» Exercise inputs
|---|

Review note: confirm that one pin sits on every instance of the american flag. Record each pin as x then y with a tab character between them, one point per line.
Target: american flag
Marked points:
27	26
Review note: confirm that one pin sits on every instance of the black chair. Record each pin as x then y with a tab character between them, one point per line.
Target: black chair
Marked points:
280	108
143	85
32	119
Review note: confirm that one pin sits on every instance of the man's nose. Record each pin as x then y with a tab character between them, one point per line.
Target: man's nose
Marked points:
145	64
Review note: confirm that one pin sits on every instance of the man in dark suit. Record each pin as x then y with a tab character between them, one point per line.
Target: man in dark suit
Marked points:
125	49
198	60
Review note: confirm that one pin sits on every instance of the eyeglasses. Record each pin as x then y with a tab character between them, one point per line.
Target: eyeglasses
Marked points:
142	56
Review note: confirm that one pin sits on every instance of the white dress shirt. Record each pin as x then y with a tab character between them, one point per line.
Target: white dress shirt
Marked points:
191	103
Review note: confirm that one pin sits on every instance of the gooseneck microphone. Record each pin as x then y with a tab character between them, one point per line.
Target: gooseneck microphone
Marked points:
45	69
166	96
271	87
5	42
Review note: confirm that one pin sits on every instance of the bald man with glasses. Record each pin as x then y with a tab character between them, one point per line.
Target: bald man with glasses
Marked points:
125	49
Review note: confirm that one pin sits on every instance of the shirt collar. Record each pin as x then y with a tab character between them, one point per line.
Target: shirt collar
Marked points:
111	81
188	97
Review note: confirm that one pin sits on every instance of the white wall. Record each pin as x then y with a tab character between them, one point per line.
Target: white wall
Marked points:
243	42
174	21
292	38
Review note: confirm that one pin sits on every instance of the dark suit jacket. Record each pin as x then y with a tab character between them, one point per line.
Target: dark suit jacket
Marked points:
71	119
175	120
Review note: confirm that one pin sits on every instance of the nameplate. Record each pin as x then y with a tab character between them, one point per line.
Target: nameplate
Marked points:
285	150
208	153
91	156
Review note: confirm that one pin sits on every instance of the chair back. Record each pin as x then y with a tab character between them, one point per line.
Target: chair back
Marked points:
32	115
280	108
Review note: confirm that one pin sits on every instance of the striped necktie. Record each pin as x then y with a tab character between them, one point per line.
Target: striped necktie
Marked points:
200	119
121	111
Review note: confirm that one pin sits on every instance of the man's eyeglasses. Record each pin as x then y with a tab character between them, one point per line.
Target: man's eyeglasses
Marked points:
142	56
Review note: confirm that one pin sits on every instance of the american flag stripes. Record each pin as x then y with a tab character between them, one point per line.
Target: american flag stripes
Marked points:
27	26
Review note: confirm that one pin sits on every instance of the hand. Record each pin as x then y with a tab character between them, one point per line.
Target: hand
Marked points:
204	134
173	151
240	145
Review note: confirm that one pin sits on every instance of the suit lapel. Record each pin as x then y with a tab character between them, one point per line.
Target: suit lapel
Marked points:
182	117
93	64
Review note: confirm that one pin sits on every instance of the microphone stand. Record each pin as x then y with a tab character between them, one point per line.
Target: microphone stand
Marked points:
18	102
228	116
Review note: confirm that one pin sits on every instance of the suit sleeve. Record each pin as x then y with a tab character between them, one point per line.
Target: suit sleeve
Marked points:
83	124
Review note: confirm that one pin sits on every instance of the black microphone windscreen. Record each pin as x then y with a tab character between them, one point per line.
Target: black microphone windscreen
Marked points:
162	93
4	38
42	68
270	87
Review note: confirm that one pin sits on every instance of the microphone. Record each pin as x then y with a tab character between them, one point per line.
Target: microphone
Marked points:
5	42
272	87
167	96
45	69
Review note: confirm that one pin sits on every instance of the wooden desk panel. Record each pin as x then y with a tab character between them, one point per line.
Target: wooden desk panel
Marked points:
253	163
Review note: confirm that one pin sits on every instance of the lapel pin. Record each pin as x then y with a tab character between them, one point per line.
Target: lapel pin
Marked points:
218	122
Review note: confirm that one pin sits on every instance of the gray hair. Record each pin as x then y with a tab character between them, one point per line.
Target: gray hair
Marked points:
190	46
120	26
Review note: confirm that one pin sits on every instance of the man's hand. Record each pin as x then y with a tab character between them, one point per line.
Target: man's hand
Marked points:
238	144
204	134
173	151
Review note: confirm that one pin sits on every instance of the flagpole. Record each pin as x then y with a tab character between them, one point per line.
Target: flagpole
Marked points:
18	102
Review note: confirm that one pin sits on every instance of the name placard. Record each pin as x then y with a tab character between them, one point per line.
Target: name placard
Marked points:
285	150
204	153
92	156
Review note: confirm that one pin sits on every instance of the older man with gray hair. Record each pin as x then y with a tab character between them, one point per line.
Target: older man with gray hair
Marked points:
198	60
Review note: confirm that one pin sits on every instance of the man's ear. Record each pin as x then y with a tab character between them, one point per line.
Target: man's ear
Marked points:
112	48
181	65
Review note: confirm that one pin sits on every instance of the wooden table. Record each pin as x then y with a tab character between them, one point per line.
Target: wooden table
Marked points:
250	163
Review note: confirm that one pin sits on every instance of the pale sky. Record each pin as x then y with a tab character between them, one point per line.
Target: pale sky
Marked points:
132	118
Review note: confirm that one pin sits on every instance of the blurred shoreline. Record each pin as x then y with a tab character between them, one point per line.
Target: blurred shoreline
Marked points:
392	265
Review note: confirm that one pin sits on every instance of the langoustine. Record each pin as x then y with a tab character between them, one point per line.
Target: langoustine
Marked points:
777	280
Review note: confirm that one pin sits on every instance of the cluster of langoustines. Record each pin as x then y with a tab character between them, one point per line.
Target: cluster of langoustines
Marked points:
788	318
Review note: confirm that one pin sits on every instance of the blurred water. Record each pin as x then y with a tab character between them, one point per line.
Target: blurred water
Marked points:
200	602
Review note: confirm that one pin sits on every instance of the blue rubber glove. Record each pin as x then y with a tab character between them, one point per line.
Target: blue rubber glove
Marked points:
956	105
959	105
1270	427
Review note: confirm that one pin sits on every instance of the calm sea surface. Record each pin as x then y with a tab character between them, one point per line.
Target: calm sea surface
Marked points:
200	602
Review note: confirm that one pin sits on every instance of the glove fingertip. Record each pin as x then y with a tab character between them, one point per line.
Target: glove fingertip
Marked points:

|---|

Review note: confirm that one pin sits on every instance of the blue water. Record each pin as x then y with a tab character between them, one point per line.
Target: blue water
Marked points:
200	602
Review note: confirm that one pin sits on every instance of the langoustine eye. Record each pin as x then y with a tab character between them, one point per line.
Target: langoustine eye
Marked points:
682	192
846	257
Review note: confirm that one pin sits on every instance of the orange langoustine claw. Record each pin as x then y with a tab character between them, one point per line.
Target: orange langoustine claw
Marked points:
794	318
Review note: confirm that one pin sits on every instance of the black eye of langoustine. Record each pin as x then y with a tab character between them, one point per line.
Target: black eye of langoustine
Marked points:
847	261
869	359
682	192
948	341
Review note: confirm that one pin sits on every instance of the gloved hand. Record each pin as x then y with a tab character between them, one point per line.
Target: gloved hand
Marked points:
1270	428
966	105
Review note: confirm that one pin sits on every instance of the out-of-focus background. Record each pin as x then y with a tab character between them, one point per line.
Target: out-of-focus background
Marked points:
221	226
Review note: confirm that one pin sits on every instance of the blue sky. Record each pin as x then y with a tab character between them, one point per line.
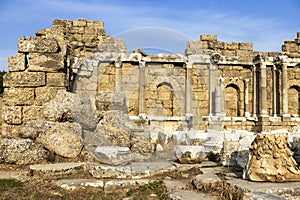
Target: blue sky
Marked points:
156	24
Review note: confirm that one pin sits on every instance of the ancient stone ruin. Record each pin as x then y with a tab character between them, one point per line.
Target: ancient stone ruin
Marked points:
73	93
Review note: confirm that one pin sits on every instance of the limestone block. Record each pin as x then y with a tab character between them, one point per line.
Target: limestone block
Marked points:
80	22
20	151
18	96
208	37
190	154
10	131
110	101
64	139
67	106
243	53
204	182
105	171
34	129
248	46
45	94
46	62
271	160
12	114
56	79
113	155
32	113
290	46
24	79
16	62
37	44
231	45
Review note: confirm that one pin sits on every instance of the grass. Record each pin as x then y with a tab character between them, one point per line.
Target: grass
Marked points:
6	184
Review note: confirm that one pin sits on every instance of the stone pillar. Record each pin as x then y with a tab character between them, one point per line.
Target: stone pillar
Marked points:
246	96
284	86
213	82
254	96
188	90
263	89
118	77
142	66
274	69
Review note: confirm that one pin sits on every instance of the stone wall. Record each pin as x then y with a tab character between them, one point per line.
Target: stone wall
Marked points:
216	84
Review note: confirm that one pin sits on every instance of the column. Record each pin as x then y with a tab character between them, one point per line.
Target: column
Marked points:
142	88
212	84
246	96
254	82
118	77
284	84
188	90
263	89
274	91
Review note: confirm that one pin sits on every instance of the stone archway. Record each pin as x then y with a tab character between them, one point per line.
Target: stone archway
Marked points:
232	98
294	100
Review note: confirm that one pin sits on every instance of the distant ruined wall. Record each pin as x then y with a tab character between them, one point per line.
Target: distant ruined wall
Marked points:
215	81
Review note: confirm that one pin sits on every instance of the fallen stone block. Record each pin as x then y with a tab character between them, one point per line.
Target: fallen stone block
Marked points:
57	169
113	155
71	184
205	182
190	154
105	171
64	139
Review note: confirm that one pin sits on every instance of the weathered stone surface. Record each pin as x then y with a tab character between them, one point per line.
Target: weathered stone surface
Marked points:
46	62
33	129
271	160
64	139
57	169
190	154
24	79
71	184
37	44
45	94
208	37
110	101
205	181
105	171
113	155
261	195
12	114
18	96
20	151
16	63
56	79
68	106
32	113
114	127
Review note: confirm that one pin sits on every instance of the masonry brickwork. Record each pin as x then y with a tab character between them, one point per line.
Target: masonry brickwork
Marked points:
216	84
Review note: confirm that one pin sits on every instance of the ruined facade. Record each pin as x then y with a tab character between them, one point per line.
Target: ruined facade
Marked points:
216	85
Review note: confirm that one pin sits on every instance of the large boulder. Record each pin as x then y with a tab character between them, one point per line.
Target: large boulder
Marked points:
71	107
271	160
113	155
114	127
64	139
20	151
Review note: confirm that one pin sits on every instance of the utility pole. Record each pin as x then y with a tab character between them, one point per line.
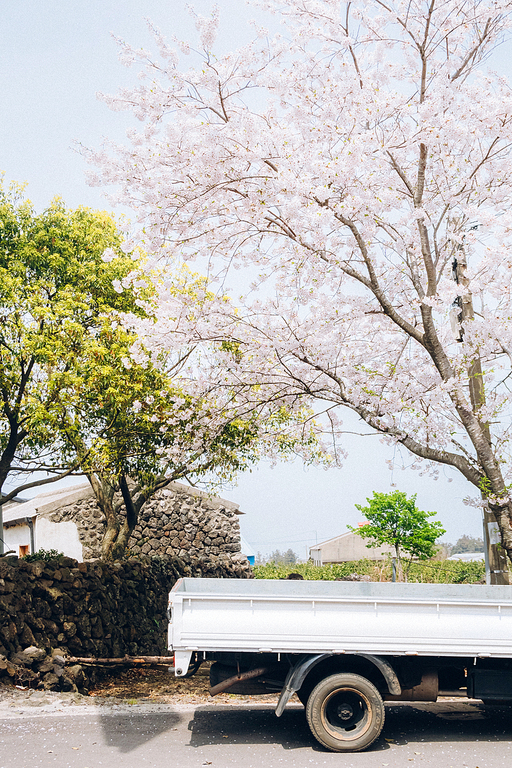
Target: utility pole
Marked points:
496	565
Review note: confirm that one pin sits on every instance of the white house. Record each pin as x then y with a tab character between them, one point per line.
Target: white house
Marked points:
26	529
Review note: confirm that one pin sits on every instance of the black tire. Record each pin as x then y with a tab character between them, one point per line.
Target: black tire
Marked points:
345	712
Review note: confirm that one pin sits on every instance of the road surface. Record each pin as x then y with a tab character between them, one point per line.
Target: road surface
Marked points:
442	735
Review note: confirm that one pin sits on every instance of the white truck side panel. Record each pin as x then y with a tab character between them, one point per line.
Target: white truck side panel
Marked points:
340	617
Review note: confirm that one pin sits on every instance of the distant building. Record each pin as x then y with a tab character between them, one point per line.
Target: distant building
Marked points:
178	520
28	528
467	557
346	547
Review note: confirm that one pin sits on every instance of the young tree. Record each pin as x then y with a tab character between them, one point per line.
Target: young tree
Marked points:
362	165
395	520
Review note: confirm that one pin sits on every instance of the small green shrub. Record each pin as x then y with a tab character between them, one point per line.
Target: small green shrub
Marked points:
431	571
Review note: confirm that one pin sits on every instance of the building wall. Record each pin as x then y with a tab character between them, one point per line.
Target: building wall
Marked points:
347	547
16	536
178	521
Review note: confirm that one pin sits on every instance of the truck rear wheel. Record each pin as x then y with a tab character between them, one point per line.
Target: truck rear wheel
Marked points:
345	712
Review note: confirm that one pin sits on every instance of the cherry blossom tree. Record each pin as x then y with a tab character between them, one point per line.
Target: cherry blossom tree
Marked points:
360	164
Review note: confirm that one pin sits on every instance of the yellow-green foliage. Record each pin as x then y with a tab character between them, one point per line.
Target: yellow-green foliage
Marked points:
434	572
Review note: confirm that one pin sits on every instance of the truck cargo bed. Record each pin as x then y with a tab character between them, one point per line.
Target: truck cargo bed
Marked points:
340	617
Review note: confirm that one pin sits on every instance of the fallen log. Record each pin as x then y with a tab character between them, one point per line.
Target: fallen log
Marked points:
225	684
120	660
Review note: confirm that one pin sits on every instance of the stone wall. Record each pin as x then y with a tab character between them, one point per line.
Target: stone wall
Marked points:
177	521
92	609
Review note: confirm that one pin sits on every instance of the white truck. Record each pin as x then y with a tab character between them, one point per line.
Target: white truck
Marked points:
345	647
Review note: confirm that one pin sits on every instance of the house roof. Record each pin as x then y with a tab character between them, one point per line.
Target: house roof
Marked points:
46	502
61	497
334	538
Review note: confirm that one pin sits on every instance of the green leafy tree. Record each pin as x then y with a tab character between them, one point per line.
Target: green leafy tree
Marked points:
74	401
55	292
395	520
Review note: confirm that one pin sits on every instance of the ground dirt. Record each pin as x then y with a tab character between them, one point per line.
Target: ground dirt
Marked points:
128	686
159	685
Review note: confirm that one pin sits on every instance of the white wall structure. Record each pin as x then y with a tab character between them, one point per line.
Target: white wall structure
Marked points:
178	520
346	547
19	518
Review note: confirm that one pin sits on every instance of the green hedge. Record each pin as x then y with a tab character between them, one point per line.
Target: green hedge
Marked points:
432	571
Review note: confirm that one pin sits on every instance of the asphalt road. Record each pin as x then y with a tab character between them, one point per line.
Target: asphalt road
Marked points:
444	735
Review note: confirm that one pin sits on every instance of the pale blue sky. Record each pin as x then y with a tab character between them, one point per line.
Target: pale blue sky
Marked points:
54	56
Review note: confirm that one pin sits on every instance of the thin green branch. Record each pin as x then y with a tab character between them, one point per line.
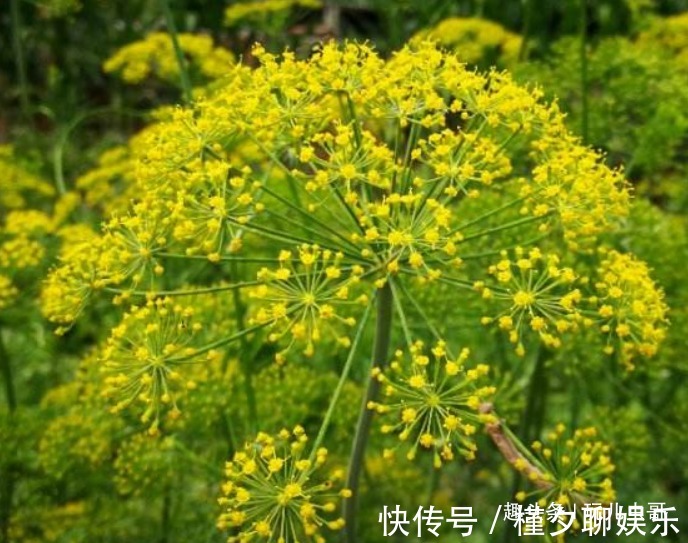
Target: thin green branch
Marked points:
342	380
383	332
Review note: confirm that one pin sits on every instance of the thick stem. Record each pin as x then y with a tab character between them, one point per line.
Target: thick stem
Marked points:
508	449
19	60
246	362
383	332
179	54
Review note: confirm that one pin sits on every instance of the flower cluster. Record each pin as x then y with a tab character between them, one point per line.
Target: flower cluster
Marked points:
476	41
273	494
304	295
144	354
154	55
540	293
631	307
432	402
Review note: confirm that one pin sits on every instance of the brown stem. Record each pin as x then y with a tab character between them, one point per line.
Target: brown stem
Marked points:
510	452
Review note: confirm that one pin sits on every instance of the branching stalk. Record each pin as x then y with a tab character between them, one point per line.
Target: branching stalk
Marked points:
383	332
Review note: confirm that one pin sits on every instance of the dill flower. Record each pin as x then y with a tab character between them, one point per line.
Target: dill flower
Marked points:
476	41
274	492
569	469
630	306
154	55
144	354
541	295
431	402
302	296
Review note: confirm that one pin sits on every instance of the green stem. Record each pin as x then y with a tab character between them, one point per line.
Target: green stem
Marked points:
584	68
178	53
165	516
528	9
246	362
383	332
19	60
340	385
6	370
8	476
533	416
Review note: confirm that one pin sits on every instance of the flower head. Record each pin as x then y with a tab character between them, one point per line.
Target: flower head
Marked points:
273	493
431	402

|---|

» Work to be completed
Gather every line from the records above that contains the word "gloved". Case counts.

» Reply to the exercise
Review note: confirm that one pin sits on every instance of the gloved hand. Record each pin as x then y with a tab character between them, one point per line.
Target: gloved hand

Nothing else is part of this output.